Precisely the lines from the one with "Existence query: locate any reflection" through the end of the data, both included, must make up the response, each restated word for word.

BEGIN

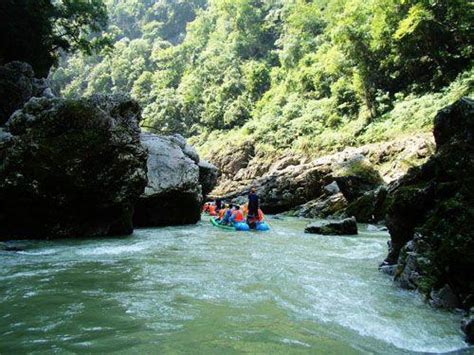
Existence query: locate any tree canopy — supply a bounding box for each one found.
[51,0,473,152]
[0,0,109,77]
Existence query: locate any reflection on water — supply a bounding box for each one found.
[0,216,470,353]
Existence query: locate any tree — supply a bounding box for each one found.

END

▶ _RESULT BELOW_:
Existence query: locate any reflection on water — supply a bounding box for each one found.
[0,216,470,353]
Existence query: locate any tree — supply a bounding box for each one found.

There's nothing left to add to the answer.